● **Provided passage**
————————
# Fluval Spec - Filter too strong



## betaICS (Apr 10, 2012)

Anyone have any ideas on how to mod the fluval spec to
1.) reduce the intake of water

and

2.) outflow of water

The current of the filter is too strong for my Betta and I find him being pulled to the filter.

Pictures would be nice if you have any


----------



## betaICS (Apr 10, 2012)

anybody?


----------



## dramaqueen (Jul 7, 2008)

I know this is late but I'm going to bump this to get some answers.


----------



## Mo (Mar 15, 2012)

betaICS said:


> Anyone have any ideas on how to mod the fluval spec to
> 1.) reduce the intake of water
> Wrapping Arne a small sponge, secured with a rubber band should work magnificently
> and
> ...


Good Luck!






Kim said:


> Since most filters require a filter baffle to work for bettas, I figured I'd show a step-by-step tutorial on how to build one from an ordinary water bottle. Make sure that the bottle is clean and contained only water prior to using. Rinse in HOT water, but never bleach or use soap that could be absorbed by the plastic.
> 
> Step 1: You will need a water bottle, as shown below, scissors, and a piece of tape. Pretty simple right ;-).
> 
> ...


----------



## Thunderloon (Feb 6, 2011)

Erm... Fluval Spec is a rear-sump type with a jet return. It's a very pretty little tank but I can't figure out why the person who designed the filter layout was allowed to live...

The primary problem is that the rear filter was designed to handle more bio-load than you can fit in the little space left in the tank. These "nano" companies always take the total volume of the tank then design a filter for that and then WEDGE IT IN.

Best solution I can come up with is pretty drastic but simple. Take both the ceramic nuggets and carbon bag out of the sponge... since neither does anything. Get a cube of high density foam with a hole through it that will fit down above the pump with the hose through it and take out the entire elbow-knob and return thing. Stick it all together with the pump on its lowest setting. Just let the pump push the water up behind the plate and flow out the hole there.

I actually used the right-angle valve and spray bar from a Fluval submersible filter which I altered to be attached to a modified Penguin 100b as a return bio-wheel hack.

I aimed the little jets up, disturbs the surface nicely.

Make sure to keep the little Spec almost brimming with water so fishy doesn't decide to sleep against the skimmer slots or have strips of his fins sucked off by the little bypass slot below.



Now... mine. I cut the sponge thing up and put a U of sponge on the bottom, stuck a little tetra fixed heater in above that then used a rectangular chunk of sponge just at the top behind the slots. I removed the existing elbow and attached that fluval submersible's elbow and jet-pipe. Tank is still tiny but Muffin likes it


----------
————————
● **Information provided**
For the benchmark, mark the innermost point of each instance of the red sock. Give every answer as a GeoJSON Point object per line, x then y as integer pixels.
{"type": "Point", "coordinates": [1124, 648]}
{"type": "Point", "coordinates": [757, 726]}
————————
● **Set of tasks**
1. In the forum thread, what type of filter does the Fluval Spec use?
2. Set down, word for word, the part of the forum thread that opens with the words containing "# Fluval Spec" and closes with "to the filter.".

● **Answers provided**
1. A rear-sump type with a jet return.

2.
# Fluval Spec - Filter too strong



## betaICS (Apr 10, 2012)

Anyone have any ideas on how to mod the fluval spec to
1.) reduce the intake of water

and

2.) outflow of water

The current of the filter is too strong for my Betta and I find him being pulled to the filter.